## BEGIN
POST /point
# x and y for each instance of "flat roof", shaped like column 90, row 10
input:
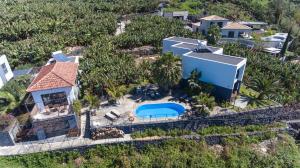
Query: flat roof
column 253, row 23
column 185, row 40
column 194, row 46
column 217, row 58
column 213, row 17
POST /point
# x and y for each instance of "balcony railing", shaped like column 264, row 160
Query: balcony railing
column 56, row 111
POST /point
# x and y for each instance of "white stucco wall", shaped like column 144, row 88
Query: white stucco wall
column 179, row 51
column 5, row 77
column 236, row 32
column 167, row 45
column 71, row 92
column 219, row 74
column 205, row 24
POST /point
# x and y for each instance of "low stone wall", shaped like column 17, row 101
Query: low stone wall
column 259, row 116
column 8, row 136
column 56, row 126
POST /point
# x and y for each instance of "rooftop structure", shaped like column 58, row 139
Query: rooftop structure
column 235, row 26
column 224, row 59
column 53, row 91
column 213, row 18
column 56, row 75
column 182, row 15
column 223, row 71
column 59, row 56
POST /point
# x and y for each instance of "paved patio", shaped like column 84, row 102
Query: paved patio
column 126, row 107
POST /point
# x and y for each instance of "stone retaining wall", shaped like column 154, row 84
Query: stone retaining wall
column 259, row 116
column 56, row 126
column 8, row 136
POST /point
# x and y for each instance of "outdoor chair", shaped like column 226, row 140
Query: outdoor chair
column 116, row 113
column 110, row 116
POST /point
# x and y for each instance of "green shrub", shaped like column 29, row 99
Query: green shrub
column 77, row 106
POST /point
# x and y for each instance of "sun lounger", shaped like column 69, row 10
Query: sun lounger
column 115, row 113
column 110, row 116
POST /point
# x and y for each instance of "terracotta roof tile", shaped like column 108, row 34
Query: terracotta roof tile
column 234, row 25
column 213, row 17
column 59, row 74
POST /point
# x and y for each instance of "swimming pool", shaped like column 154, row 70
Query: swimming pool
column 160, row 110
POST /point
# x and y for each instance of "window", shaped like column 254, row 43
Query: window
column 240, row 34
column 237, row 73
column 231, row 34
column 4, row 68
column 59, row 98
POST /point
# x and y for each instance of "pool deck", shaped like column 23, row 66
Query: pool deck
column 126, row 106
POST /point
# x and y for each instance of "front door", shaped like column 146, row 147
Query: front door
column 231, row 34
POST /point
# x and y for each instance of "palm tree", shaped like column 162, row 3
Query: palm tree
## END
Given task:
Count the lines in the records that contain the string "pool". Reply with the number alone.

The solution:
4